→ SET EXERCISE: In the reflection on episode 28 below, what reason does the church of the 1960s give for why slavery had to happen?

→ SUPPLIED PASSAGE:
(begin)

If you are not a believer, you are probably ready to give that question a wholehearted “yes.” That’s because you have felt it.

On the other hand, If you are a believer, you might be feeling the exact opposite and a bit defensive. I was utterly surprised when that question rose up in me this week. It happened as I listened, and listened again, to episode 28.

Whoever you are, I hope you can hear me describe my journey through this week without judgment or resistance. I can invite that now only because I made my way through some crazy feelings and landed in a place of gratefulness. I needed to be blindsided by some truth tucked away in Danté’s story.

In the 1960s the church actually believed and taught that slavery had to happen, because the African people were so horribly sinful. Their only hope was that we would go to them with the gospel and conform them to the ways of our faith. While I believe this was generated by people who truly cared and thought they had it “right,” I am sad about how wrong it was. I’m sad by the way it fostered racism as it unwittingly promoted both superiority and fear. In the church; evidenced in the way Danté experienced racism in the context of his Christian school.

(end)

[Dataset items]
(begin)

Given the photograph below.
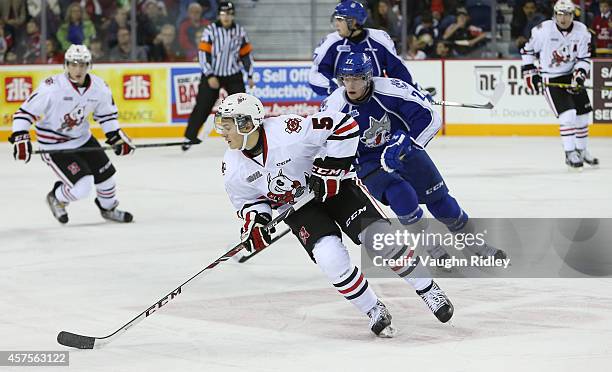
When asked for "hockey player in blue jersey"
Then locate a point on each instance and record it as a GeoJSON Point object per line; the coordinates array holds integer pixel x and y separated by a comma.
{"type": "Point", "coordinates": [350, 36]}
{"type": "Point", "coordinates": [395, 124]}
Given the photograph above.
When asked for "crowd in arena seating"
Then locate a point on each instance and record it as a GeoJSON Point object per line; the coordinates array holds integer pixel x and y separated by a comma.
{"type": "Point", "coordinates": [169, 30]}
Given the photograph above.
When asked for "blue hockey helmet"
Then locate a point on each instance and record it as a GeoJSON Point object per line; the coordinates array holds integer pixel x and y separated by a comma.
{"type": "Point", "coordinates": [355, 64]}
{"type": "Point", "coordinates": [351, 9]}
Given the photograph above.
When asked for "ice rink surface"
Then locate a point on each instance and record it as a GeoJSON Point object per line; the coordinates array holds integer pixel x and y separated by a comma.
{"type": "Point", "coordinates": [277, 312]}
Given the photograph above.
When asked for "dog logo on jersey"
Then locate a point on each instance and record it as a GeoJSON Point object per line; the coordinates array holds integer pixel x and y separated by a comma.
{"type": "Point", "coordinates": [283, 190]}
{"type": "Point", "coordinates": [304, 235]}
{"type": "Point", "coordinates": [74, 118]}
{"type": "Point", "coordinates": [560, 56]}
{"type": "Point", "coordinates": [323, 106]}
{"type": "Point", "coordinates": [74, 168]}
{"type": "Point", "coordinates": [378, 133]}
{"type": "Point", "coordinates": [293, 125]}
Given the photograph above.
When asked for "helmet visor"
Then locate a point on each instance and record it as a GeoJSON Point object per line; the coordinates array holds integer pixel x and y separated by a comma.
{"type": "Point", "coordinates": [225, 123]}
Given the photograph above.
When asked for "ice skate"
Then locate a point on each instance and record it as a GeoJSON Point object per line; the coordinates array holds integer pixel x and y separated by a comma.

(end)

→ SOLUTION TO THIS TASK: The church taught that slavery had to happen because the African people were so horribly sinful.